--- Start of Data to process ---

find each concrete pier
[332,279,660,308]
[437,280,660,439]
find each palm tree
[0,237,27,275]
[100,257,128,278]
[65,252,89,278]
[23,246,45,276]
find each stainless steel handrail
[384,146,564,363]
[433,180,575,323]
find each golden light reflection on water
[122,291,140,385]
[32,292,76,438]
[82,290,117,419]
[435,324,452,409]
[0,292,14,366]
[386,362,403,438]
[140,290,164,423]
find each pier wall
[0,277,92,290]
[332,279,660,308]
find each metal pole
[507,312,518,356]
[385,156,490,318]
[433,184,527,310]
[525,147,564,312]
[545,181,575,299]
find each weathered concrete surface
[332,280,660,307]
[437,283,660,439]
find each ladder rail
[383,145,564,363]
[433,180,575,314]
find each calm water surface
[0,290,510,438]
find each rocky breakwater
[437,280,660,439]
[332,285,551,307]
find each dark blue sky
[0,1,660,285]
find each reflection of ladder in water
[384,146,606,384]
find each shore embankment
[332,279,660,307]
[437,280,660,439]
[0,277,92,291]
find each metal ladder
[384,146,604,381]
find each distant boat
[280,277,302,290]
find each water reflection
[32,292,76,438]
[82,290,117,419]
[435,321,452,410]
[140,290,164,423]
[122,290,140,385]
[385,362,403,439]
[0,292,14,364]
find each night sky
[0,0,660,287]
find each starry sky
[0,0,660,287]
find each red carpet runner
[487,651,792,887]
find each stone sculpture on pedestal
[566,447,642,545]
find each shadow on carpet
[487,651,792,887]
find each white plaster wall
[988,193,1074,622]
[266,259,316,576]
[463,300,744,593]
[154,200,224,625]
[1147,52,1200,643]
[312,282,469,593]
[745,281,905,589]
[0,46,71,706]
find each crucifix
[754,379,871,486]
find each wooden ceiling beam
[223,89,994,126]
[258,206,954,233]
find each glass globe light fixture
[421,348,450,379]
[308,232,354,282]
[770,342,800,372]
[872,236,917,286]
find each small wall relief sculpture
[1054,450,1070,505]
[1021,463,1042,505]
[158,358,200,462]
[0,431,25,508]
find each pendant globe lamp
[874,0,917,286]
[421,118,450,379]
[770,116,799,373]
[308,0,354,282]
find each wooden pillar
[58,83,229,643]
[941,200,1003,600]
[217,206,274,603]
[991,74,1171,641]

--- End of Data to process ---

**Set problem**
Rewrite all of the data above, changing each "carpet" to "rug" and leaving everything else unchanged.

**Response to the exercise**
find each concrete pier
[332,279,660,308]
[437,280,660,439]
find each palm tree
[0,237,27,275]
[100,257,128,278]
[65,252,89,278]
[23,246,45,276]
find each stainless steel handrail
[384,146,564,363]
[433,180,575,323]
find each golden light reflection on water
[122,291,140,385]
[32,292,76,438]
[82,290,117,419]
[435,324,452,409]
[0,292,14,366]
[386,362,403,438]
[140,290,164,423]
find each pier wall
[0,277,92,290]
[332,279,660,308]
find each metal pole
[507,312,518,356]
[385,156,490,318]
[433,184,527,310]
[525,147,564,312]
[545,181,575,299]
find each weathered concrete surface
[332,280,660,307]
[437,283,660,439]
find each ladder rail
[383,145,564,363]
[433,180,575,314]
find each calm water surface
[0,290,510,438]
find each rocky breakwater
[437,280,660,439]
[332,285,551,307]
find each dark blue sky
[0,1,660,285]
find each reflection of ladder in water
[384,146,606,384]
find each shore embankment
[332,279,660,307]
[437,280,660,439]
[0,277,92,291]
find each metal ladder
[384,146,604,381]
find each distant boat
[280,277,302,290]
find each water reflection
[32,292,76,438]
[82,290,117,419]
[435,321,452,410]
[140,290,164,423]
[122,290,140,385]
[385,362,403,439]
[0,292,14,364]
find each night sky
[0,0,660,287]
find each starry sky
[0,0,660,287]
find each red rug runner
[487,651,792,887]
find each stone sculpture on pedestal
[566,447,642,545]
find each shadow on rug
[487,651,792,887]
find each white plaster wall
[988,193,1074,622]
[266,259,316,576]
[463,300,744,593]
[154,200,224,625]
[1147,52,1200,643]
[312,282,469,593]
[745,281,905,589]
[0,46,71,706]
find each crucifix
[754,379,871,486]
find each wooden ceiling beam
[223,89,994,126]
[258,206,954,233]
find each glass globe light fixture
[421,348,450,379]
[308,232,354,282]
[770,342,800,372]
[872,236,917,286]
find each small wall relief sculpture
[1054,450,1070,505]
[1021,463,1042,505]
[158,358,200,462]
[0,431,25,508]
find each pendant globe lamp
[874,0,917,286]
[421,118,450,379]
[770,116,799,373]
[308,0,354,282]
find each wooden pillar
[58,83,229,643]
[941,200,1003,600]
[217,206,274,603]
[991,74,1171,641]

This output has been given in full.